START Given data

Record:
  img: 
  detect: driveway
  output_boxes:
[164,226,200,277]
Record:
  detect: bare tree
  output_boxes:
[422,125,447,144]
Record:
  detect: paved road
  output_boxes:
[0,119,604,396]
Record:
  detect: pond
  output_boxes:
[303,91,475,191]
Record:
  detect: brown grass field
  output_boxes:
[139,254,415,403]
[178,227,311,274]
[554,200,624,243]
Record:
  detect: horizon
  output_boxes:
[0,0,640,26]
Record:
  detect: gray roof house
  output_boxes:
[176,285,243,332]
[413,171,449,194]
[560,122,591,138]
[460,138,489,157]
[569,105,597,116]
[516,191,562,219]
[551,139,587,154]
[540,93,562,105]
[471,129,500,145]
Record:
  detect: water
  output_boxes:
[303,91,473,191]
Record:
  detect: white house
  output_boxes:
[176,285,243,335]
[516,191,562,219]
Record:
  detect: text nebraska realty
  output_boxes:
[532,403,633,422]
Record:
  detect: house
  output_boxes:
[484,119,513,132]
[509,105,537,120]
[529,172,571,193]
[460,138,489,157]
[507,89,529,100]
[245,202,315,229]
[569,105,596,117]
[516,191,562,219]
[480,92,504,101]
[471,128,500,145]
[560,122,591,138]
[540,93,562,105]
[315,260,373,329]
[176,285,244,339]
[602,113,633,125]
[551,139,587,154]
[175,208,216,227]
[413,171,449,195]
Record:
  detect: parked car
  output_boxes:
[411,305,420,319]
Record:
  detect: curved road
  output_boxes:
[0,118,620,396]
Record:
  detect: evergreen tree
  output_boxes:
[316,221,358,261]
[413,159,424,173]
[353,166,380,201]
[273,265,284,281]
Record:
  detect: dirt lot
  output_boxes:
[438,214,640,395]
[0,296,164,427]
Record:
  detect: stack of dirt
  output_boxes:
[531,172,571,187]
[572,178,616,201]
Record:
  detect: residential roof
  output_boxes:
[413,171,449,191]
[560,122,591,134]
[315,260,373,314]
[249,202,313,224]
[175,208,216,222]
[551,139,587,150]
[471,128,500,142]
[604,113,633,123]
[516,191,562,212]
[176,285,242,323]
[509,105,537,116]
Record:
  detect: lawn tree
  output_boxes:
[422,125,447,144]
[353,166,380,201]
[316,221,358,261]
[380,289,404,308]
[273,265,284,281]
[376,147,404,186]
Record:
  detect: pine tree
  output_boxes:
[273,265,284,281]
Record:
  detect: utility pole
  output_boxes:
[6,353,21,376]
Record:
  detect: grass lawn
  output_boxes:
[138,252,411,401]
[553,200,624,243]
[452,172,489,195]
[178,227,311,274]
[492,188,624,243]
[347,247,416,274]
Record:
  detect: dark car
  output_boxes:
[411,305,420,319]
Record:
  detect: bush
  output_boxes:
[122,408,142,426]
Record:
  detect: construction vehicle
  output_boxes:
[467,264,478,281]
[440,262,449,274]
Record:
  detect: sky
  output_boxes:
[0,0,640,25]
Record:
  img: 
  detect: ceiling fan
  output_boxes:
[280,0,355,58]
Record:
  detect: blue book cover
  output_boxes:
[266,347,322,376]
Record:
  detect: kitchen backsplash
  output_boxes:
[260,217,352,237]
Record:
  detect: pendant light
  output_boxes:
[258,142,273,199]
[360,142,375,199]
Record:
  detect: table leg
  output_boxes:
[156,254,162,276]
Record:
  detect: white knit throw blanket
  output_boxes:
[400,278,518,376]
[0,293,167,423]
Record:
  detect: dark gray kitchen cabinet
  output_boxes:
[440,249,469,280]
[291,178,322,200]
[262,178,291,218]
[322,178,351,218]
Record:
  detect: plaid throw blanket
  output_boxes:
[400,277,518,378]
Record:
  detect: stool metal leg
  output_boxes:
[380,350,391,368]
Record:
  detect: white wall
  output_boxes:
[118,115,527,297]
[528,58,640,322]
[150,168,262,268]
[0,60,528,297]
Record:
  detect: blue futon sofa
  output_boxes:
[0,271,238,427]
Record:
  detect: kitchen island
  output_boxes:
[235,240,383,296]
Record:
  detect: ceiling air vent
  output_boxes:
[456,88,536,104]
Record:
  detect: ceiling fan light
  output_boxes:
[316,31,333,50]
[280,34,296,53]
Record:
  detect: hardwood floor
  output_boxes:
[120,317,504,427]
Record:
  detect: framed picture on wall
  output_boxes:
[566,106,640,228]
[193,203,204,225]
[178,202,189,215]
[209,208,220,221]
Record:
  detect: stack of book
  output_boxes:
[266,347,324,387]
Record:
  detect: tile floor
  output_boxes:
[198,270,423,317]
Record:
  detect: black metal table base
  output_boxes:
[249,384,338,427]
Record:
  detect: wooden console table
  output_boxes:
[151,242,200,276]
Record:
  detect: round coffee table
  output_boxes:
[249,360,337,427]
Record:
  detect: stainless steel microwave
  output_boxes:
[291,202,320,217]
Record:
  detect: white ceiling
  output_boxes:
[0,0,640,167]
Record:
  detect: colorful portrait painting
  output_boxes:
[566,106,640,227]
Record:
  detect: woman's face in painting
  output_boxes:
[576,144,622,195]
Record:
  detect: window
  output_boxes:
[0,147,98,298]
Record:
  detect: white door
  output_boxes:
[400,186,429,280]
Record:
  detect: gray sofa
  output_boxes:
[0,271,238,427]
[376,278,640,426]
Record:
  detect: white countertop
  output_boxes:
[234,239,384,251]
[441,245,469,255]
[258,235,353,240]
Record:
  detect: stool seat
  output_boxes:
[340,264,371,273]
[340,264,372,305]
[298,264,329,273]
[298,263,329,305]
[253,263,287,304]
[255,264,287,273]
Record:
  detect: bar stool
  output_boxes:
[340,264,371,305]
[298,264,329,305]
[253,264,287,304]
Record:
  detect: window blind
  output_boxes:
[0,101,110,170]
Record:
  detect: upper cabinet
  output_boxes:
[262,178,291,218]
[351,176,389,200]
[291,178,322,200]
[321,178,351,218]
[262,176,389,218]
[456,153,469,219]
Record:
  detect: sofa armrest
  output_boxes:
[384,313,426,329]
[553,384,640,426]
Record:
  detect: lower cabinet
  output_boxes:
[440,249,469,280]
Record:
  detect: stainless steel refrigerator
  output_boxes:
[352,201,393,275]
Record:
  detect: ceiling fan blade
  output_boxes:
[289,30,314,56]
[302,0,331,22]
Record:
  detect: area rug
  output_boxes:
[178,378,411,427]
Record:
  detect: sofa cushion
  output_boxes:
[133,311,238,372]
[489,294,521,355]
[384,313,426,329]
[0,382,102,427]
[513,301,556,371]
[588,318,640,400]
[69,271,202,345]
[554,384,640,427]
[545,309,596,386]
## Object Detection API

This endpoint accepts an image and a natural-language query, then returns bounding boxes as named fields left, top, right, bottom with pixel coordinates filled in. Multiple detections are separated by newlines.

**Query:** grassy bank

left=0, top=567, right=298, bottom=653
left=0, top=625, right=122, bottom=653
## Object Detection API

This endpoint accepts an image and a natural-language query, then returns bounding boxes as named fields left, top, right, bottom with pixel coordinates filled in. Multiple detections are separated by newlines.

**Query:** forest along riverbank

END Given data

*What you should do:* Collect every line in the rows above that contains the word "painting", copying each one in full.

*Response to the task:*
  detect: colorful portrait painting
  detect: woman's face in painting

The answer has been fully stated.